Yapılacaklar —
**1)** Verilen metinde "George Washington Üniversitesi’nin" sözcüklerini içeren yerle başlayıp "bu makalede yayınlamışlar." ile biten bölümü olduğu gibi aktarır mısın?
**2)** Verilen metin, araştırmanın okunmasını hangi gerekçeyle tavsiye ediyor? Bunu bir ila üç cümleyle açıklar mısın?

Verilen Metin —
----------

İçeriğe geç

KUR’AN KRİTERLERİNE GÖRE YAŞAYAN ÜLKELER SIRALAMASI…!

KURAN’IN KRİTERLERİNE GÖRE YAŞAYAN ÜLKELER SIRALAMASI

   Hangi ülke kaçıncı sırada merak mı ediyorsunuz, o zaman araştırmayı okumanızı tavsiye ediyoruz.

   George Washington Üniversitesi’nin Uluslararası İlişkiler bölümünden Profesör Scheherazade S. Rehman ve Profesör Hossein Askari tarafından hazırlanan ve Global Economic Journal isimli dergisinde “An Economic Islamicity Index” başlıklı makale yayınlandı.

   Araştırmacı yazarlar Kuran’a ve İslami ideallere en uygun olarak yönetilen ülkeleri araştırmışlar ve elde ettikleri indeksi bu makalede yayınlamışlar.

    İslami öğretilerin, insanlara verilen özgür iradenin dışında, sosyo-ekonomik kurallar, ekonomik sistemler, ahlak, hukuk sistemi ve yönetim şekli gibi konuların nasıl şekillendirilmesi gerektiği hakkında kurallar getirdiğini söylüyorlar. ‘İslami öğretileri belirli bir ideoloji altında tanımlamak gerekir ise “ahlaki değerleri temel alan, eşitliğe dayalı liberal bir sistem” olarak isimlendirilebileceğini düşünüyorlar.

----------

Verilen Kayıtlar —

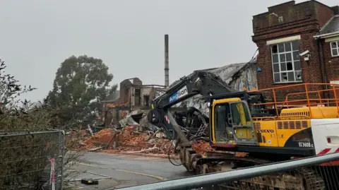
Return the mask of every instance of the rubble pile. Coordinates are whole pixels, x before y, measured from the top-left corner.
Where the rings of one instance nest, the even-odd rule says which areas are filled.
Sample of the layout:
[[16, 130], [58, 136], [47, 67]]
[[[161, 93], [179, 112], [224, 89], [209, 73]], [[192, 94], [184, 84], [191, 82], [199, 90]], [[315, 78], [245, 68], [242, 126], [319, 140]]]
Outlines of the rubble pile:
[[[208, 118], [195, 108], [189, 111], [187, 114], [179, 112], [174, 114], [177, 122], [184, 126], [182, 129], [185, 134], [189, 132], [189, 138], [191, 141], [192, 148], [202, 155], [206, 155], [207, 152], [215, 151], [205, 137], [208, 133]], [[78, 147], [75, 148], [78, 150], [103, 149], [107, 153], [172, 155], [174, 150], [172, 142], [165, 138], [163, 133], [159, 132], [157, 126], [148, 123], [145, 116], [144, 112], [134, 112], [119, 121], [119, 127], [104, 129], [93, 136], [88, 130], [81, 130], [72, 132], [69, 138], [76, 137], [76, 139], [80, 139]], [[198, 133], [200, 135], [198, 136]]]

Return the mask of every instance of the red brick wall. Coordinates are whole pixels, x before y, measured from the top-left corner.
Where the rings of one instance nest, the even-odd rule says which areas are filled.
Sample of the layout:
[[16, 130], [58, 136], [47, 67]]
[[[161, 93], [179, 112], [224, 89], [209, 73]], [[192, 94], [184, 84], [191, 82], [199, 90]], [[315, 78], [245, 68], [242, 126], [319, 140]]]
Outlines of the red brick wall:
[[[269, 16], [273, 12], [282, 16], [283, 22], [278, 23], [278, 17]], [[262, 69], [261, 72], [257, 73], [258, 88], [295, 83], [274, 84], [270, 46], [266, 44], [266, 41], [297, 35], [301, 36], [300, 52], [309, 50], [311, 55], [309, 61], [304, 61], [304, 57], [300, 59], [302, 82], [321, 83], [318, 44], [313, 36], [333, 15], [333, 11], [330, 7], [317, 1], [309, 1], [295, 4], [292, 1], [269, 7], [268, 12], [254, 16], [254, 35], [252, 40], [259, 49], [256, 64]]]

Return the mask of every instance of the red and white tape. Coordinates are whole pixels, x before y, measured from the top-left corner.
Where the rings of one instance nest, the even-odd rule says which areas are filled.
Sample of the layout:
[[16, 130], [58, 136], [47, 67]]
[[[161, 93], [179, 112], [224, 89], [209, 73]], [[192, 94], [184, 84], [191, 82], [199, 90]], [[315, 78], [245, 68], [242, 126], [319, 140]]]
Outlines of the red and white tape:
[[339, 153], [339, 148], [326, 148], [323, 149], [321, 151], [320, 151], [317, 155], [326, 155], [326, 154], [331, 154], [331, 153]]
[[52, 190], [55, 190], [55, 162], [54, 158], [51, 159], [51, 175], [49, 177], [49, 184], [51, 184]]

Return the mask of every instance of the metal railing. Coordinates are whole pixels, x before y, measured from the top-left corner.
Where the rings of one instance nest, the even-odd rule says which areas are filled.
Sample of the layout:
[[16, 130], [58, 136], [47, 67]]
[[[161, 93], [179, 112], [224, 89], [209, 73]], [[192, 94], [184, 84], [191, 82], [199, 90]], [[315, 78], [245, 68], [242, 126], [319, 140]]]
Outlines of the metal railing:
[[[120, 190], [193, 190], [193, 189], [339, 189], [339, 153], [332, 153], [282, 162], [238, 169], [192, 177], [130, 186]], [[335, 162], [333, 162], [335, 161]], [[326, 165], [324, 165], [324, 164]], [[293, 170], [293, 171], [291, 171]], [[299, 173], [296, 173], [296, 171]], [[287, 183], [268, 182], [263, 179], [272, 175], [285, 179]], [[299, 181], [299, 175], [306, 181]], [[250, 183], [252, 182], [252, 183]], [[257, 185], [253, 185], [256, 182]], [[270, 187], [270, 184], [280, 188]], [[302, 185], [303, 186], [301, 186]]]
[[0, 133], [0, 189], [62, 189], [63, 131]]

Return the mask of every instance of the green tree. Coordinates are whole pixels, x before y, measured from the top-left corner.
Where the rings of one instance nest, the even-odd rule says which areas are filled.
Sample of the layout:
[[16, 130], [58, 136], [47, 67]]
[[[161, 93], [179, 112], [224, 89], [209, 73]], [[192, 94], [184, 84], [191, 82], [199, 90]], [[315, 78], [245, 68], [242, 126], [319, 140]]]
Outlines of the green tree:
[[86, 55], [66, 59], [58, 69], [49, 92], [51, 104], [61, 107], [64, 121], [100, 114], [100, 101], [117, 90], [102, 60]]

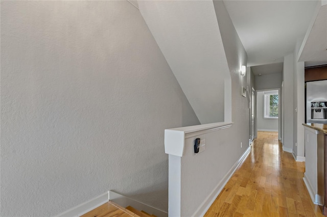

----------

Sıralı Sonuçlar —
**1)**
George Washington Üniversitesi’nin Uluslararası İlişkiler bölümünden Profesör Scheherazade S. Rehman ve Profesör Hossein Askari tarafından hazırlanan ve Global Economic Journal isimli dergisinde “An Economic Islamicity Index” başlıklı makale yayınlandı.

   Araştırmacı yazarlar Kuran’a ve İslami ideallere en uygun olarak yönetilen ülkeleri araştırmışlar ve elde ettikleri indeksi bu makalede yayınlamışlar.

**2)** Metin, araştırmayı hangi ülkenin kaçıncı sırada olduğunu merak edenlere tavsiye ediyor. Söz konusu araştırma, Kuran'a ve İslami ideallere en uygun yönetilen ülkeleri inceleyen ve elde edilen indeksi sunan bir makalede yayımlanmıştır.